Task goal:
Beginning with the line below that contains "of the sky." and ending with the line that contains "of the grassy", copy every line exactly. Copy nothing else.

Given entries:
>>>>>

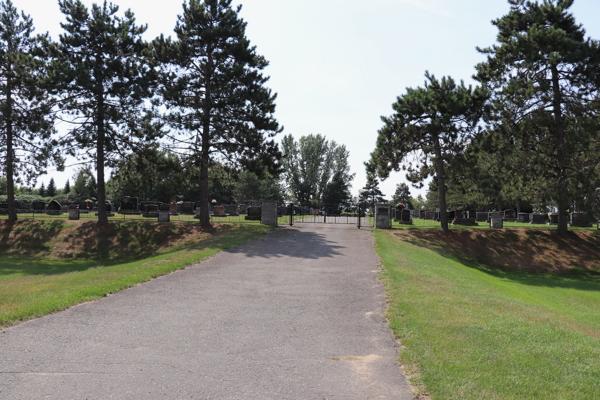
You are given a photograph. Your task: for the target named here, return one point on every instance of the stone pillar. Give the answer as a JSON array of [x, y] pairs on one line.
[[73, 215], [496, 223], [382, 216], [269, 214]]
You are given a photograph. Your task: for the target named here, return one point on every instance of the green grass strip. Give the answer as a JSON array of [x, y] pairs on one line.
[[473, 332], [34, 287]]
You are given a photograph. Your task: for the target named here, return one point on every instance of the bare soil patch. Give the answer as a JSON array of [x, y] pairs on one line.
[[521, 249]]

<<<<<
>>>>>

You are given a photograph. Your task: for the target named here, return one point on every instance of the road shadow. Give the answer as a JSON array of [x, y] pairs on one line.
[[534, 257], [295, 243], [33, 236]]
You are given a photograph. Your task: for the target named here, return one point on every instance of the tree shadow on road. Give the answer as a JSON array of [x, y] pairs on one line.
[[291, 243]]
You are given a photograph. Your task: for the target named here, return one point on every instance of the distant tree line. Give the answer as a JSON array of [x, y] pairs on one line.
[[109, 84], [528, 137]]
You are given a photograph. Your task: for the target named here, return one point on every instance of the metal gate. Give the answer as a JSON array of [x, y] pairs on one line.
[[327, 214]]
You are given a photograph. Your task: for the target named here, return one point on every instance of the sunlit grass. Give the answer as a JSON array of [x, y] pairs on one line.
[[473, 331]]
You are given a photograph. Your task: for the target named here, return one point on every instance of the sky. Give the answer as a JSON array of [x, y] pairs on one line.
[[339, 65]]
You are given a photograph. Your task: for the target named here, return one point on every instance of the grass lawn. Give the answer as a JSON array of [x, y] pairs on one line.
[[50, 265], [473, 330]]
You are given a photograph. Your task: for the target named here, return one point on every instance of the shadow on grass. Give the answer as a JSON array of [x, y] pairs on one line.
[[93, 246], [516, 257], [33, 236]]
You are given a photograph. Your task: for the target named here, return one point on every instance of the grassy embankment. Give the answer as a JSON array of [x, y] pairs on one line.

<<<<<
>>>>>

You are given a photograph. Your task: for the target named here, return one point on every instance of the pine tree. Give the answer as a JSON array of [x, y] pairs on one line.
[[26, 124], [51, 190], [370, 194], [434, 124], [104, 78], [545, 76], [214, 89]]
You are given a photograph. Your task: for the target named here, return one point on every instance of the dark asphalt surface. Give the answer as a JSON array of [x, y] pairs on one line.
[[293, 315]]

<<<<<

Exercise response:
You are given a photograph. Your task: for the target named here, return one point on every instance of the sky. Give the answer as a JSON array of [x, y] pairs on one line.
[[339, 65]]
You are given a photograph. Your task: for the target named here, return one point on every instance of the grass lawn. Give the answer as a JSON array of [x, y] pairs on one line.
[[50, 265], [473, 330]]
You are given a photograph. Your task: for the target named here, return one point on every instance of the shadow on grass. Give the answer as a JSON array of [x, y] pairs on one line.
[[93, 246], [516, 257], [33, 236]]
You are given a photograph. Your task: for the target named here, return one point on every instance of the grassy embankment. Give the answer as a JSON array of [x, y] pairs on one line.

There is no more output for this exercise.